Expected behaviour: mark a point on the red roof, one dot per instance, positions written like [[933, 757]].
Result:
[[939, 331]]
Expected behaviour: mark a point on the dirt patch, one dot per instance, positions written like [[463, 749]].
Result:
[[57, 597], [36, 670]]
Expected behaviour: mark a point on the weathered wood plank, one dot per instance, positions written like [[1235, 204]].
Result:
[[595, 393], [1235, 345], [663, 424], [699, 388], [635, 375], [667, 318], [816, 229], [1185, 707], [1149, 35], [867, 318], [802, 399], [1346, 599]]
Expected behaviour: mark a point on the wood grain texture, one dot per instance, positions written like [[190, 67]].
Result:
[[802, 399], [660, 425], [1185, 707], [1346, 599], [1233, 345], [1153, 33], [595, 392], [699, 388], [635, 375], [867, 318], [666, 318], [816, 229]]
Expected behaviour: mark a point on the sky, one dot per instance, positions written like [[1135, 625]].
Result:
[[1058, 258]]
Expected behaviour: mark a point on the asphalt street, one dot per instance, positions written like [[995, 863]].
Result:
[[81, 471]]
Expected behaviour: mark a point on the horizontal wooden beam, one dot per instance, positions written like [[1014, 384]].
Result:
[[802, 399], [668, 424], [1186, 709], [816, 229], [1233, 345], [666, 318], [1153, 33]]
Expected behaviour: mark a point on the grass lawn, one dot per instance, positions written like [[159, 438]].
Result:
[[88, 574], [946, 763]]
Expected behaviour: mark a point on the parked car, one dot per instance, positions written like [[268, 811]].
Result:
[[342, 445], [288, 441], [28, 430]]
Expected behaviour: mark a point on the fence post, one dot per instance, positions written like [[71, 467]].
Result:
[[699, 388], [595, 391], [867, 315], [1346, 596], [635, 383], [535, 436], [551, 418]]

══════════

▶ [DESCRIPTION OF THE TASK]:
Rewrite the lines above, substituting "place a dot" for every occurrence of "mark a point" and changing nothing else.

▶ [TASK ANSWER]:
Expected behaviour: place a dot on the red roof, one dot per instance, positions written like [[933, 757]].
Result:
[[939, 331]]
Expected behaviour: place a dot on the dirt patch, one dot per instance, positions written like [[463, 749]].
Result:
[[57, 597], [36, 670]]
Expected behaviour: place a dot on the weathered wood plank, one dot per instance, positions written like [[1235, 204]].
Result:
[[595, 393], [1235, 345], [663, 424], [699, 388], [635, 375], [667, 318], [816, 229], [1185, 707], [1149, 35], [867, 318], [802, 399], [1346, 599]]
Expected behaviour: place a dot on the wood grain texture, one dot per instance, positions written like [[190, 67]].
Result:
[[802, 399], [660, 425], [1185, 707], [1346, 599], [1233, 345], [1153, 33], [595, 392], [699, 388], [635, 375], [867, 318], [666, 318], [816, 229]]
Expected behaviour: place a dot on the sky, one dot per instance, positions written like [[1135, 625]].
Result:
[[1058, 258]]
Expected behaviour: place a dot on the asphalt street, one dot per instance, positions written like [[995, 863]].
Result:
[[81, 471]]
Expected behaviour: place a dot on the horizontal wooden beam, one dot per instance, positions written like [[1014, 384]].
Result:
[[802, 399], [668, 424], [1186, 709], [816, 229], [1233, 345], [666, 318], [1153, 33]]
Expected behaviour: place a dot on the grass lawn, one dot per instance, positions written like [[159, 438]].
Result:
[[88, 574], [946, 763]]
Expected behaviour: place a dot on the parked car, one dot per instance, positions written like [[268, 811]].
Result:
[[342, 445], [288, 441], [28, 430]]
Expected behaviour: place a dot on the fence post, one dot per instance, positions written like [[71, 467]].
Result:
[[699, 388], [595, 391], [867, 315], [1346, 596], [635, 383], [535, 436], [551, 418]]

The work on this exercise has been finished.